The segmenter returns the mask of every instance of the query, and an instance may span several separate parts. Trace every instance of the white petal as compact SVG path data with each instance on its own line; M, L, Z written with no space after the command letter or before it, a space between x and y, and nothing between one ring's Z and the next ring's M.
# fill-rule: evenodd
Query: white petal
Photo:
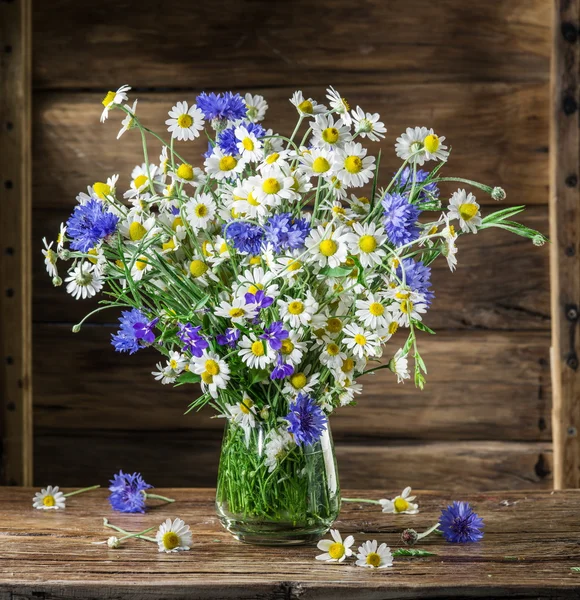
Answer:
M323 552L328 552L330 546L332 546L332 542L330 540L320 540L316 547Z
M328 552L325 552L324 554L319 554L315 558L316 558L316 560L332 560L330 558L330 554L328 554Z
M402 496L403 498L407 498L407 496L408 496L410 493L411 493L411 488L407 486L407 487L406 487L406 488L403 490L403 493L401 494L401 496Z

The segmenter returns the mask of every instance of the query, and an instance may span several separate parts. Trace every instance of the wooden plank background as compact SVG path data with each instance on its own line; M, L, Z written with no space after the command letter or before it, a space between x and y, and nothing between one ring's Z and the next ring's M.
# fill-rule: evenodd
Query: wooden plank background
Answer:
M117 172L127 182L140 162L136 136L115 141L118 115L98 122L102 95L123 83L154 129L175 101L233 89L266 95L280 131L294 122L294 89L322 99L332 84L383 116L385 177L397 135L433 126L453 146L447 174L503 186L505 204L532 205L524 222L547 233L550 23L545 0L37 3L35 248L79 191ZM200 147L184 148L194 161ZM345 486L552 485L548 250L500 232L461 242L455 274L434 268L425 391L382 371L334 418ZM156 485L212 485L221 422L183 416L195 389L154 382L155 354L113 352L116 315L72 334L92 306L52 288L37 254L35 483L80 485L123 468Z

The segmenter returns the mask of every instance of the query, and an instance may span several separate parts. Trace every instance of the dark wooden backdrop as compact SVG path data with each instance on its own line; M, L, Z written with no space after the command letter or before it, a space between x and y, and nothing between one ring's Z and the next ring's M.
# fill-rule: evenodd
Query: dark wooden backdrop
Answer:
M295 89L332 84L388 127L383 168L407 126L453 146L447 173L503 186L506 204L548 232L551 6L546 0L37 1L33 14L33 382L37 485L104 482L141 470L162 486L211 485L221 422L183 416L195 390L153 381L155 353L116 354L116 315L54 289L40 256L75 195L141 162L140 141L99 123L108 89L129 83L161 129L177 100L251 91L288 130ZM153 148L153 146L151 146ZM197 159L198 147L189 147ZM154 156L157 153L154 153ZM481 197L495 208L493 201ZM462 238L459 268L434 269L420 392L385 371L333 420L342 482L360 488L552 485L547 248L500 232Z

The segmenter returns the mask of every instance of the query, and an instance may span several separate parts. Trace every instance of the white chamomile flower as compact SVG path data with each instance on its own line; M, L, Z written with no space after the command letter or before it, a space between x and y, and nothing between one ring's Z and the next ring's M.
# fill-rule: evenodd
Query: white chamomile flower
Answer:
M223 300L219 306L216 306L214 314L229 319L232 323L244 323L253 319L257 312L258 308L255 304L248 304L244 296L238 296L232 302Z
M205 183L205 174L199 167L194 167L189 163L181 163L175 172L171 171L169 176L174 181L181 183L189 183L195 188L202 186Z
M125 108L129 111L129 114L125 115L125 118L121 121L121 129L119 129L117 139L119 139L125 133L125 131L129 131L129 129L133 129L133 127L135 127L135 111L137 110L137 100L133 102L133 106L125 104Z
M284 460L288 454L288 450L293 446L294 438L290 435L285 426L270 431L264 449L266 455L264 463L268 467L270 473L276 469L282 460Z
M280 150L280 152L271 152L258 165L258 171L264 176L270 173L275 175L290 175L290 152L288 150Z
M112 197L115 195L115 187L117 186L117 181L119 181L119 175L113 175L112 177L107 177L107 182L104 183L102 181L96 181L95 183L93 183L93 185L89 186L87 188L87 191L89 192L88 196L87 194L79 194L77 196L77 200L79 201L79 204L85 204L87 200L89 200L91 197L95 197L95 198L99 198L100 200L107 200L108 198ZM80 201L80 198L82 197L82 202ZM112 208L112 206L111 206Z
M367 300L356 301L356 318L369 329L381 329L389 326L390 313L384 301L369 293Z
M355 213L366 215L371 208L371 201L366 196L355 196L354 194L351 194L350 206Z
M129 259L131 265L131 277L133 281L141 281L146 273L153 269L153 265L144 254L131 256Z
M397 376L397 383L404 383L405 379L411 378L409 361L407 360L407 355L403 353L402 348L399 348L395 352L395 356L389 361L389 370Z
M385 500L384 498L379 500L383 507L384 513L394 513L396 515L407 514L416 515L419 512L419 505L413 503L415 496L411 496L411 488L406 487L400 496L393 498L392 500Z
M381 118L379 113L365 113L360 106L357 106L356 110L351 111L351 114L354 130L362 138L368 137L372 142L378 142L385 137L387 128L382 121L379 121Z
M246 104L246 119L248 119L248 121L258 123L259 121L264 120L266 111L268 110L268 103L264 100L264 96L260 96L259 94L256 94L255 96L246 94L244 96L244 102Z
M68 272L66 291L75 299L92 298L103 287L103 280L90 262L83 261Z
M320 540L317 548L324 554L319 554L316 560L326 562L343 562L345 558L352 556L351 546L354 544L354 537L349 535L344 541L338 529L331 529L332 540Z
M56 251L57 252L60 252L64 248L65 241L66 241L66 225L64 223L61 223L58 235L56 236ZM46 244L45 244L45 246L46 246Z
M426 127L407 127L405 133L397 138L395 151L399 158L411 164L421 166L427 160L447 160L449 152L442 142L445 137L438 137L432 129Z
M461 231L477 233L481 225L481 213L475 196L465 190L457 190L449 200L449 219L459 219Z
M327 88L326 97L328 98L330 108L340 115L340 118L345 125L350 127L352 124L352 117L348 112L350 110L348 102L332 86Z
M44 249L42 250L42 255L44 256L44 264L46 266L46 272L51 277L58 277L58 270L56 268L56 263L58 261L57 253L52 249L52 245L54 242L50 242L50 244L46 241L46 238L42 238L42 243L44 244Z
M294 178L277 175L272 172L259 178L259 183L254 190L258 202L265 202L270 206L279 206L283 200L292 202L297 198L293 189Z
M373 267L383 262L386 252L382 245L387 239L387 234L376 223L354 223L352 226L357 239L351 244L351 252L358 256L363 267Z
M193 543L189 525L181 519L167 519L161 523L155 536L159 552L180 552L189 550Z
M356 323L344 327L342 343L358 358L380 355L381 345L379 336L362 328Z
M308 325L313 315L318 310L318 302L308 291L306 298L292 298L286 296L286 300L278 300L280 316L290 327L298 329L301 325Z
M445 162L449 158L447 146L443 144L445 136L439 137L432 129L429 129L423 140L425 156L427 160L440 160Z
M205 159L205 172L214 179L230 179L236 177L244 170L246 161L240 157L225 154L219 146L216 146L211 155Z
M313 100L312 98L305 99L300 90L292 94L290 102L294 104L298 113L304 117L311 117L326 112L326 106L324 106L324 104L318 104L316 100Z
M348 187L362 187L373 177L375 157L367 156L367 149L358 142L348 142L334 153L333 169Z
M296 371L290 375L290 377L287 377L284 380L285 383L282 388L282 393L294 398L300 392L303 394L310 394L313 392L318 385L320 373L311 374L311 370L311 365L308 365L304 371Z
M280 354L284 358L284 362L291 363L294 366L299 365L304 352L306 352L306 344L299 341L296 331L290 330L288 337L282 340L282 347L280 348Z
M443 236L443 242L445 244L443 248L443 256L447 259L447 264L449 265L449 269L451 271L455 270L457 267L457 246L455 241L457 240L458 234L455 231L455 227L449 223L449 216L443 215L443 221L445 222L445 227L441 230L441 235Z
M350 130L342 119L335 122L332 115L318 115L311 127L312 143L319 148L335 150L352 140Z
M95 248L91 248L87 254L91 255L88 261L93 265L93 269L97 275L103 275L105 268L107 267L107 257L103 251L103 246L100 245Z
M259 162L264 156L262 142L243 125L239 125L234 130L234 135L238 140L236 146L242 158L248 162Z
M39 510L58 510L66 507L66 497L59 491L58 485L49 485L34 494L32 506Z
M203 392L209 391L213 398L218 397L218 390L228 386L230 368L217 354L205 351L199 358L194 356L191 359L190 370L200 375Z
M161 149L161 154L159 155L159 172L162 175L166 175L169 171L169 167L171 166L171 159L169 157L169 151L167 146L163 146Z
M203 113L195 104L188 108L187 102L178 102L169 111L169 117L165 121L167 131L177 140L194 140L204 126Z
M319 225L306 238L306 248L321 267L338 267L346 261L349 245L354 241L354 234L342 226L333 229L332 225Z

····················

* **What is required**
Scan the material above. Copy each line where "with" occurs.

* **Solution to the exercise**
The segmenter returns the mask of every instance of the query, and an instance may span several separate parts. Trace every instance of the white petal as compact SVG path data with each instance on its own line; M, L, Z written with no space after the command letter or before it, a space between x and y, and nothing between one ring's Z and the next ring's M.
The segmenter returns the mask of every instance of the query, and an instance may span several separate parts. Trace every instance of the wooden plank background as compact SVG path data with each instance on its own line; M, L, Z written with no space after the command letter or before it, a space between x and y, and nothing between one ring's Z and the next ring's M.
The segmenter returns the mask of every instance of the query, and an instance may span several separate parts. Trace every instance of the dark wooden backdrop as compact SVG path data with each instance on its own line; M, L, Z written with no space after the command letter or before it, a space between x and y, and nothing between one ring's Z and the next ring's M.
The segmenter returns the mask of every instance of the query, and an instance may span several separate parts. Trace every instance of the white chamomile flower as compact SVG path data with each instance on its own line; M, L, Z written with no space after the command letter or before it, a space between x and y, and nothing between one ring's Z and the next ring's M.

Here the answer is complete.